16.03.1990(pt) Różaniec...

    Z samego rana napadł na mnie demon i w myślach podsuwał złość na różne osoby. W wyobraźni znalazłem się na zebraniu przedwyborczym. Cóż mógłbym tam powiedzieć? Jak z pomocą Bożą walczyć ze złem? Napłynął dialog wobec  sali  pełnej ludzi z komitetem za stołem.

- Nie wiem jaki jest zadanie Komitetu Obywatelskiego, ale przypuszczam, że jest to sprawa służeniu ludowi. Proszę o potwierdzenie tego! Zarazem mam pytanie, ponieważ na sali widzę większość wierzących: gdzie na tej sali usiadłby Pan Jezus, Ten który najbardziej służył...gdzie usiadłby nieproszony?

    Komitet sam się wybrał i teraz robi spotkanie z ludnością. Przypomnę, że te struktury były związane z „Solidarnością” i służyły poprzedniej władzy...do dalszego trwania (nie było lustracji), a za nimi stał megaloman, który „przeskoczył przez płot” (późniejszy prezio Boleksław).

#### Materiał:
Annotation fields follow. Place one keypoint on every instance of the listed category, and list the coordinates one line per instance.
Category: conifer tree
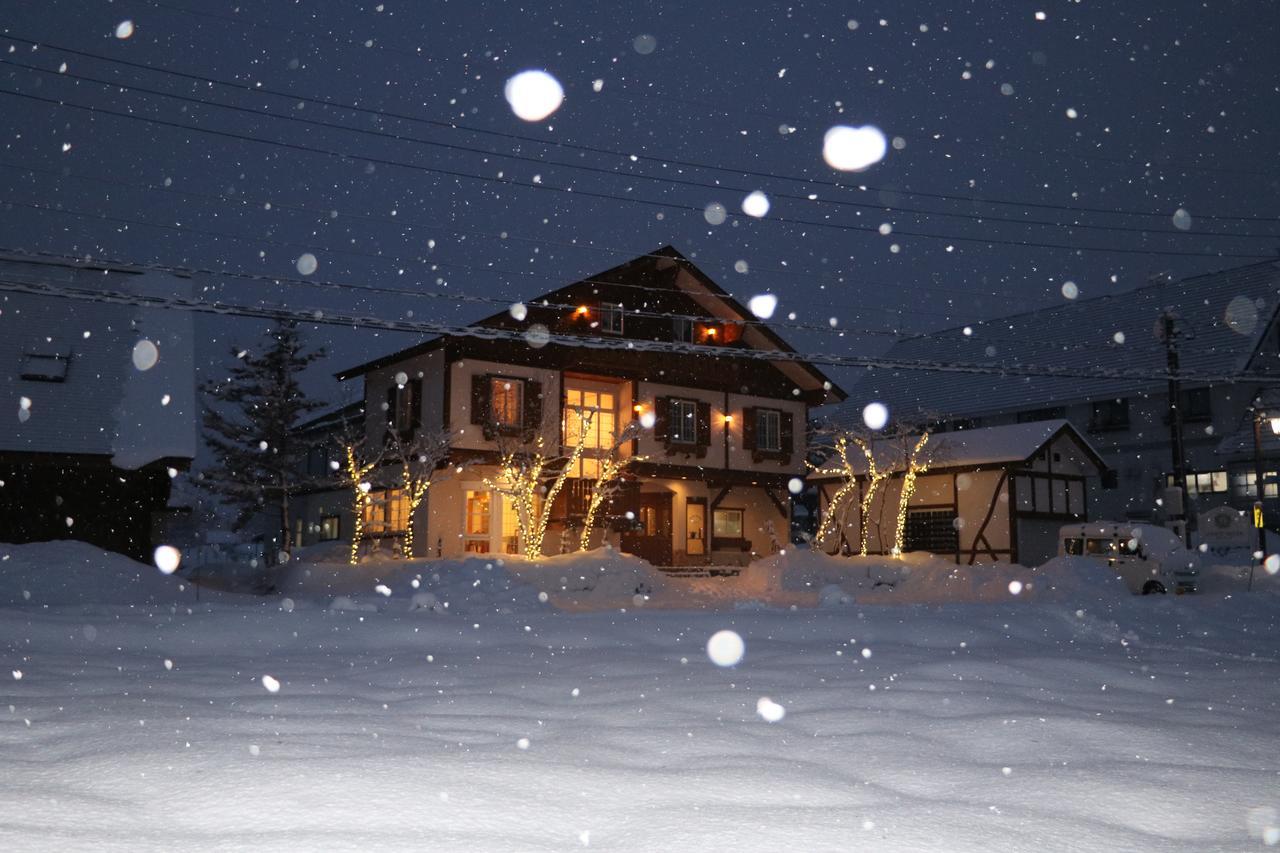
(259, 464)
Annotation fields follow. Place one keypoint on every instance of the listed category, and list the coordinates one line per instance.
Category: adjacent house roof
(69, 366)
(662, 282)
(983, 447)
(1221, 319)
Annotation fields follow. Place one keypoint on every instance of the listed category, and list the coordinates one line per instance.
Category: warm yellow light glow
(913, 468)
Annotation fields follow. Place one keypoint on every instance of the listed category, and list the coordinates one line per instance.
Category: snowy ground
(1072, 721)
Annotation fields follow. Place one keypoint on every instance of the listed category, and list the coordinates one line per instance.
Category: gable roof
(983, 447)
(667, 283)
(74, 363)
(1224, 316)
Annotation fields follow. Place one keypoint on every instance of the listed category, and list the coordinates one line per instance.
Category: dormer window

#### Polecenie do ćwiczenia:
Zaktualizuj zapisek o zebraniu przedwyborczym w odcinku od „16.03.1990(pt) Różaniec...” aż po „komitetem za stołem.”, zamieniając „demon” na „diabeł”, i przytocz ten odcinek w nowej postaci. Zestawienie nie ma związku z zapiskiem.

#### Rozwiązanie pisemne:
16.03.1990(pt) Różaniec...

    Z samego rana napadł na mnie diabeł i w myślach podsuwał złość na różne osoby. W wyobraźni znalazłem się na zebraniu przedwyborczym. Cóż mógłbym tam powiedzieć? Jak z pomocą Bożą walczyć ze złem? Napłynął dialog wobec  sali  pełnej ludzi z komitetem za stołem.